Réunion d'affaires James Jameson, ami de Cecil Rhodes, en négociation avec l'homme d'affaires et marchand d'esclaves Tippo Tip, qui collabora avec Stanley dans ses explorations. © GETTY IMAGES

Des esclaves, de l’ivoire et des armes

A partir de 1850, le trafic d’armes à feu, d’ivoire et d’êtres humains chamboule l’équilibre du pouvoir dans tout le bassin du Congo. Les rois d’hier cèdent la place à de nouvelles dynasties marchandes. Dans un contexte éminemment fluctuant, les nations européennes en profiteront pour explorer et coloniser toute la région.

Les Tchokwés s’imposent dans le sud du Congo

Le Congo que colonisera Léopold II dans les années 1880 prend forme tout au long du XIXe siècle. Le commerce d’ivoire et d’esclaves pénètre de plus en plus profondément dans le bassin du fleuve. Les armes vendues sur place bouleversent les rapports de force locaux et de nouveaux royaumes voient le jour, dont les Tchokwés.

Au début du siècle, les Tchokwés étaient un simple peuple de chasseurs menant une existence nomade dans le Nord-Est de l’actuel Angola. A partir des années 1840, les Tchokwés vendent de plus en plus d’ivoire à des intermédiaires traitant à leur tour avec des sociétés portugaises basées sur la côte Atlantique. Récoltant en outre le caoutchouc dans la forêt, les Tchokwés échangent ces matières premières contre des fusils et de la poudre. En accroissant leur arsenal, ils déploieront la chasse aux éléphants tout en développant considérablement leur puissance militaire jusqu’à s’imposer comme une force incontournable.

» **Extraits de données**
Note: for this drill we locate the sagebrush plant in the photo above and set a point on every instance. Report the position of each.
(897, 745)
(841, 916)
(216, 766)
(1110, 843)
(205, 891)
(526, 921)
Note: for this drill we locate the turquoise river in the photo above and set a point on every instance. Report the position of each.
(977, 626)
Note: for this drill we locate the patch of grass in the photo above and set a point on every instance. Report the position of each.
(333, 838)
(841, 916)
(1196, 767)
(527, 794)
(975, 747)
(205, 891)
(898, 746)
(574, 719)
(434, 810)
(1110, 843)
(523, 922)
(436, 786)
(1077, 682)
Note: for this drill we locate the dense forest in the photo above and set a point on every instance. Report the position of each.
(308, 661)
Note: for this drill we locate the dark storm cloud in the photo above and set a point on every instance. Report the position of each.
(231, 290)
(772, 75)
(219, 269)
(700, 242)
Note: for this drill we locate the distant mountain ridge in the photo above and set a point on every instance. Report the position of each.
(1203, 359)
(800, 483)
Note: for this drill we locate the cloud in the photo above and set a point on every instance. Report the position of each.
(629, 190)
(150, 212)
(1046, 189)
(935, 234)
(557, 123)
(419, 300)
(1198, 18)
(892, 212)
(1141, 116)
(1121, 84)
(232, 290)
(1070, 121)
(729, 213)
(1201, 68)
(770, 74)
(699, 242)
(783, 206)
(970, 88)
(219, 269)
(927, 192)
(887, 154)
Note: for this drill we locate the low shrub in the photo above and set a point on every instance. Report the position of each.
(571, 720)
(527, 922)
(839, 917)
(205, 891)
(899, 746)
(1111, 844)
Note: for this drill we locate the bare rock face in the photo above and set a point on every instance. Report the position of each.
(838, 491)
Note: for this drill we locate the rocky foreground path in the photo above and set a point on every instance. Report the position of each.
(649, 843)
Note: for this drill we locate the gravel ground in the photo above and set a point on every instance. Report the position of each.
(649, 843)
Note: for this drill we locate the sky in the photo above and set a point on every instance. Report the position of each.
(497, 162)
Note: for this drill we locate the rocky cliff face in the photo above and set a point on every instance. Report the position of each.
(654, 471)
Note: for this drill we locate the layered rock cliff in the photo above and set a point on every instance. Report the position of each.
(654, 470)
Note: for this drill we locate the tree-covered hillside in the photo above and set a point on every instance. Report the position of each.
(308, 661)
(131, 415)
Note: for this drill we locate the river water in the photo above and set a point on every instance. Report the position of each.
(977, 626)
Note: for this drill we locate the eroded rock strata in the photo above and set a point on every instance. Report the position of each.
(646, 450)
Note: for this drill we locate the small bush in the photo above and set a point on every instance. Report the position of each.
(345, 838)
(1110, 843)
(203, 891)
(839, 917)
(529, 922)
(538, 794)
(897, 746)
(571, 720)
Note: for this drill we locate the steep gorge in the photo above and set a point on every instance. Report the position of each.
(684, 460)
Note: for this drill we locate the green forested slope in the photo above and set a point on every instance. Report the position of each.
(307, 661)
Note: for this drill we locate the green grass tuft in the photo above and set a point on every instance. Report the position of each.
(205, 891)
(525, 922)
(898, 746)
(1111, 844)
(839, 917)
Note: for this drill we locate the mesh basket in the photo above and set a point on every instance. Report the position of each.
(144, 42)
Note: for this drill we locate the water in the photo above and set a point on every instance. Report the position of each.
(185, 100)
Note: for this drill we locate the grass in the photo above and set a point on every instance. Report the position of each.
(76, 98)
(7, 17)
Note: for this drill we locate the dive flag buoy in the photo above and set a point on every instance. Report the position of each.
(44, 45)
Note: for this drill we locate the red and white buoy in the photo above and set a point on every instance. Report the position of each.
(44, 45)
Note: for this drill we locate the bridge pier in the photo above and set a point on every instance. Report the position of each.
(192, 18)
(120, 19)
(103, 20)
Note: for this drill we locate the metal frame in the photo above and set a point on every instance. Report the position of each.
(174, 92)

» **Actions demandées**
1: Remplacez « bouleversent » par « transforment » dans le passage du texte sur le Congo qui va de « A partir de 1850, le » à « dont les Tchokwés. », puis recopiez ce passage.
2: Résumez le texte sur le Congo en deux phrases.
3: Poursuivez le texte sur le Congo à partir de sa dernière phrase, s’il vous plaît.
Les enregistrements forment un matériau distinct du texte sur le Congo.

» **Réponses par tâche**
1:
A partir de 1850, le trafic d’armes à feu, d’ivoire et d’êtres humains chamboule l’équilibre du pouvoir dans tout le bassin du Congo. Les rois d’hier cèdent la place à de nouvelles dynasties marchandes. Dans un contexte éminemment fluctuant, les nations européennes en profiteront pour explorer et coloniser toute la région.

Les Tchokwés s’imposent dans le sud du Congo

Le Congo que colonisera Léopold II dans les années 1880 prend forme tout au long du XIXe siècle. Le commerce d’ivoire et d’esclaves pénètre de plus en plus profondément dans le bassin du fleuve. Les armes vendues sur place transforment les rapports de force locaux et de nouveaux royaumes voient le jour, dont les Tchokwés.

2: À partir de 1850, le trafic d’armes à feu, d’ivoire et d’êtres humains bouleverse l’équilibre du pouvoir dans le bassin du Congo, où de nouvelles dynasties marchandes remplacent les rois d’hier avant que les nations européennes n’explorent et ne colonisent la région. Parmi les nouveaux royaumes, les Tchokwés, d’abord chasseurs nomades du Nord-Est de l’actuel Angola, échangent ivoire et caoutchouc contre des fusils et de la poudre et deviennent une force militaire incontournable.

3:
La surexploitation finit toutefois par épuiser les ressources de caoutchouc, les défenses d’éléphant se raréfiant simultanément. Les Tchokwés migrent alors vers le nord, longeant les cours du Kwango et du Kasaï à la recherche de nouveaux terrains de chasse et de forêts riches en caoutchouc. Ils atteindront ainsi le puissant royaume de Lunda, régnant depuis le XVIIIe siècle sur le sud des bassins du Kasaï et du Sankuru dans le Congo actuel. Au départ, la venue des Tchokwés est acceptée par les Lundas qui leur permettent de s’adonner à la cueillette et à la chasse moyennant la cession d’une partie de leur ivoire et de leur caoutchouc aux dirigeants locaux.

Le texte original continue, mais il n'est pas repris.